Dataset items:
# # # # #

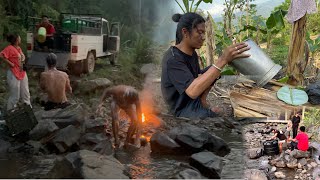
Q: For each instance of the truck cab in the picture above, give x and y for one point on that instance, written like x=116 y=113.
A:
x=78 y=42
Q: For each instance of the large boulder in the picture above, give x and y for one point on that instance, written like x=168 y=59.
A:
x=162 y=143
x=86 y=87
x=255 y=174
x=65 y=138
x=43 y=129
x=92 y=165
x=72 y=115
x=255 y=153
x=313 y=91
x=48 y=167
x=189 y=174
x=194 y=139
x=208 y=164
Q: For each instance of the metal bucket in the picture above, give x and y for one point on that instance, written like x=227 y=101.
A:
x=258 y=67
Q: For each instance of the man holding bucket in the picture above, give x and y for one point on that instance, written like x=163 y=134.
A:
x=45 y=32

# # # # #

**REQUIRED TASK**
Rewrite all of the data above as a numbered list with one line per entry. Skip blank lines and omit the pictures.

**EXERCISE OUTPUT**
1. Q: For each instance of the truck cab in the picture above, give x and y for one point on that instance, written like x=116 y=113.
2. A:
3. x=78 y=42
4. Q: For each instance of the large boulder in the picture above, give x and y for one point on that instance, written like x=168 y=59.
5. A:
6. x=162 y=143
7. x=86 y=87
8. x=255 y=174
9. x=65 y=138
10. x=43 y=129
11. x=92 y=165
12. x=72 y=115
13. x=255 y=153
14. x=313 y=91
15. x=48 y=167
16. x=189 y=174
17. x=194 y=139
18. x=208 y=164
19. Q: For each instance of the metal bucket in the picture above, give x and y for one point on that instance, written like x=227 y=101.
20. A:
21. x=258 y=67
22. Q: For each instance of the man holding bucket in the picture above, give x and y for one point on that instance, written like x=163 y=134.
23. A:
24. x=45 y=32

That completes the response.